## Travail demandé:
[a] Veuillez réécrire, dans l'extrait sur les sanctions américaines contre Huawei, le passage allant de « S'il y a lieu » jusqu'à « auprès de Huawei. » inclus, en remplaçant « Reuters » par « l'agence Reuters ».
[b] Résumez en deux phrases l'extrait sur les sanctions américaines contre Huawei.

## Extrait du document:

* * * * * * * * *

Une station d'écoute dans une pagode chinoise au-dessus du Congrès US (2/4)

Le FUD qui valait 3 milliards
Droit 9 min
Une station d'écoute dans une pagode chinoise au-dessus du Congrès US (2/4)
Crédits : ·˙·ChinaUli2010·.·, CC BY 3.0, via Wikimedia Commons

S'il y a lieu de douter que des antennes relais Huawei déployées dans des zones rurales américaines « pourraient perturber les communications de l'arsenal nucléaire américain » (voir la première partie de cette série), la liste des griefs américains envers l'équipementier chinois n'a eu de cesse de grossir depuis 2017.

Dans une dataviz' publiée en marge de son enquête sur les antennes relais Huawei installées aux abords de silos nucléaires militaires américains, Reuters dénombre huit restrictions commerciales imposées par les États-Unis à Huawei « pour des raisons de sécurité nationale » depuis décembre 2017.

Elles ont successivement interdit au ministère de la Défense, puis « à toutes les agences de l'exécutif », de se procurer des équipements ou services de télécommunications auprès de Huawei.

En mai 2019, le département du Commerce plaçait Huawei sur sa liste noire, obligeant « l'entreprise à obtenir l'autorisation du gouvernement américain pour acheter des technologies américaines » : « Le même jour, l'administration Trump donnait aux agences gouvernementales de nouveaux pouvoirs étendus pour interdire aux entreprises américaines d'utiliser des équipements de télécommunications fabriqués par des entreprises, dont Huawei, qui posent un risque pour la sécurité nationale. »

En mai 2020, le département du commerce élargissait « considérablement » l'inscription sur sa liste noire « dans le but de restreindre les ventes étrangères de puces à semi-conducteurs à l'entreprise ».

En juin, l'autorité américaine de régulation des télécommunications (FCC) désignait Huawei comme « une menace pour la sécurité nationale », interdisant aux entreprises américaines d'utiliser des fonds publics pour acheter ses équipements.

En juillet 2021, la FCC mettait au point un « plan de remboursement » à destination des opérateurs américains afin d'obtenir le retrait des équipements Huawei de leurs réseaux de télécommunications.

* * * * * * * * *

## Matériel fourni:

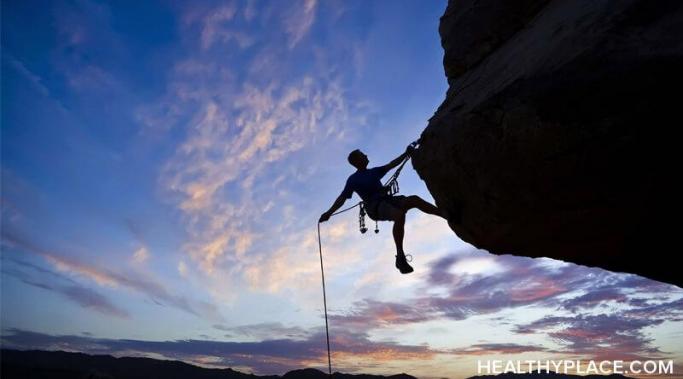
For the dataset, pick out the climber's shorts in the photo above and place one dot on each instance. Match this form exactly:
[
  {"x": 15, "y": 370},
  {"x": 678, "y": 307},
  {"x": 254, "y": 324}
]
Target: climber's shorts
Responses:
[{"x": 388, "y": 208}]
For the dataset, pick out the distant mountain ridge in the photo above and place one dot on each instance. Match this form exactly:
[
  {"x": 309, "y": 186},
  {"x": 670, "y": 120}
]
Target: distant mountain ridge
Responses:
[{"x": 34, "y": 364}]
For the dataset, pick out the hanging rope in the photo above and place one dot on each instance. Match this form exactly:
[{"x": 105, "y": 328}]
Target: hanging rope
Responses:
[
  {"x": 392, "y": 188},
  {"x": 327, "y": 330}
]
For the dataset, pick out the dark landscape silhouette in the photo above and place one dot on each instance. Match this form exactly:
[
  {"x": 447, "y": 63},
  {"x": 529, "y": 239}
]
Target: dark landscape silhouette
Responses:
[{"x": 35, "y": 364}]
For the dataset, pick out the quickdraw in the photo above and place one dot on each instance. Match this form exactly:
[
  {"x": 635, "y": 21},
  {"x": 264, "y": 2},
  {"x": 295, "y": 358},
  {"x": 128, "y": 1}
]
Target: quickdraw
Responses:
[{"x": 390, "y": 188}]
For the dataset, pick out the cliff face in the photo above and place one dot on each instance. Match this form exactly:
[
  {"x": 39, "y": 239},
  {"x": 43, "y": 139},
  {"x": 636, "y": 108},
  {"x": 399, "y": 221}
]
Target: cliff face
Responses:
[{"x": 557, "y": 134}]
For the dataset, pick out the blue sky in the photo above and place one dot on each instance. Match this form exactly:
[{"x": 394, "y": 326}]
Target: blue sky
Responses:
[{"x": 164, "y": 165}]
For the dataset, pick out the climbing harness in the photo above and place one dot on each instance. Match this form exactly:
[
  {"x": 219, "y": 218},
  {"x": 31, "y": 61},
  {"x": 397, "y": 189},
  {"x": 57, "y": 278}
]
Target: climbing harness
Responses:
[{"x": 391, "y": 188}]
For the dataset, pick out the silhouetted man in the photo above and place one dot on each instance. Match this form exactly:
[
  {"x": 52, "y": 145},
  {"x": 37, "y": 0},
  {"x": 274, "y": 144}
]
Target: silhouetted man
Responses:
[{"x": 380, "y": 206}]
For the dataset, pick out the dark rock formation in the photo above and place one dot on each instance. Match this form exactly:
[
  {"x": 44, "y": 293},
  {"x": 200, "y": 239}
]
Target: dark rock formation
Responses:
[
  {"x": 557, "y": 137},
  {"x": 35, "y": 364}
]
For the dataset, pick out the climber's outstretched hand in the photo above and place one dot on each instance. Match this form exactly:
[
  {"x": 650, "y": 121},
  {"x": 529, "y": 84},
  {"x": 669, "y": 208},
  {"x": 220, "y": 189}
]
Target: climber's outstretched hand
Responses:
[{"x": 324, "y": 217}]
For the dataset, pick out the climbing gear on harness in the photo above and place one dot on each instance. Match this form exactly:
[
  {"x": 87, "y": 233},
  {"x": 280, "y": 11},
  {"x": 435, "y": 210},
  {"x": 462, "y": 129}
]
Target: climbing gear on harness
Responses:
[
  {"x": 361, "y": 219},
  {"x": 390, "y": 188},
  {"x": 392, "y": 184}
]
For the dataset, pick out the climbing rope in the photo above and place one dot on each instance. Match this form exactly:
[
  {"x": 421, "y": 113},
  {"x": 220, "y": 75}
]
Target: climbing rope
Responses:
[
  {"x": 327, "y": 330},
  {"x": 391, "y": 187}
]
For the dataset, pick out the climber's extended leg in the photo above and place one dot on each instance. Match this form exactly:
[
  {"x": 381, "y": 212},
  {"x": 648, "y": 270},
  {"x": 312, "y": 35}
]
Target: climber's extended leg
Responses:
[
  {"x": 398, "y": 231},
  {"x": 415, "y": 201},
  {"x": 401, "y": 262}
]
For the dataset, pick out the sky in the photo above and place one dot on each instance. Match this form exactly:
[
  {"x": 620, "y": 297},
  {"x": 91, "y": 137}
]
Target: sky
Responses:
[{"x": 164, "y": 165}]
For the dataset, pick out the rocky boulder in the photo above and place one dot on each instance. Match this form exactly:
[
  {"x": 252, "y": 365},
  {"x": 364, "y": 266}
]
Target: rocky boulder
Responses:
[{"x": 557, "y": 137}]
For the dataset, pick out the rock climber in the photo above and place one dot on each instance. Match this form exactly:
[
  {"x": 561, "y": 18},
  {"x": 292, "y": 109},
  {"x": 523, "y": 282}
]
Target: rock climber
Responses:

* * * * * * * * *

## Réponses fournies:
[a]
S'il y a lieu de douter que des antennes relais Huawei déployées dans des zones rurales américaines « pourraient perturber les communications de l'arsenal nucléaire américain » (voir la première partie de cette série), la liste des griefs américains envers l'équipementier chinois n'a eu de cesse de grossir depuis 2017.

Dans une dataviz' publiée en marge de son enquête sur les antennes relais Huawei installées aux abords de silos nucléaires militaires américains, l'agence Reuters dénombre huit restrictions commerciales imposées par les États-Unis à Huawei « pour des raisons de sécurité nationale » depuis décembre 2017.

Elles ont successivement interdit au ministère de la Défense, puis « à toutes les agences de l'exécutif », de se procurer des équipements ou services de télécommunications auprès de Huawei.

[b] Selon un décompte de Reuters, les États-Unis ont imposé à Huawei huit restrictions commerciales pour des raisons de sécurité nationale depuis décembre 2017, dont l'interdiction faite au ministère de la Défense, puis à toutes les agences de l'exécutif, de se fournir auprès de l'équipementier. Le département du Commerce a placé Huawei sur sa liste noire en mai 2019 avant d'élargir cette inscription en mai 2020, la FCC l'a désigné comme une menace pour la sécurité nationale, puis elle a mis au point en juillet 2021 un plan de remboursement pour obtenir le retrait de ses équipements des réseaux des opérateurs américains.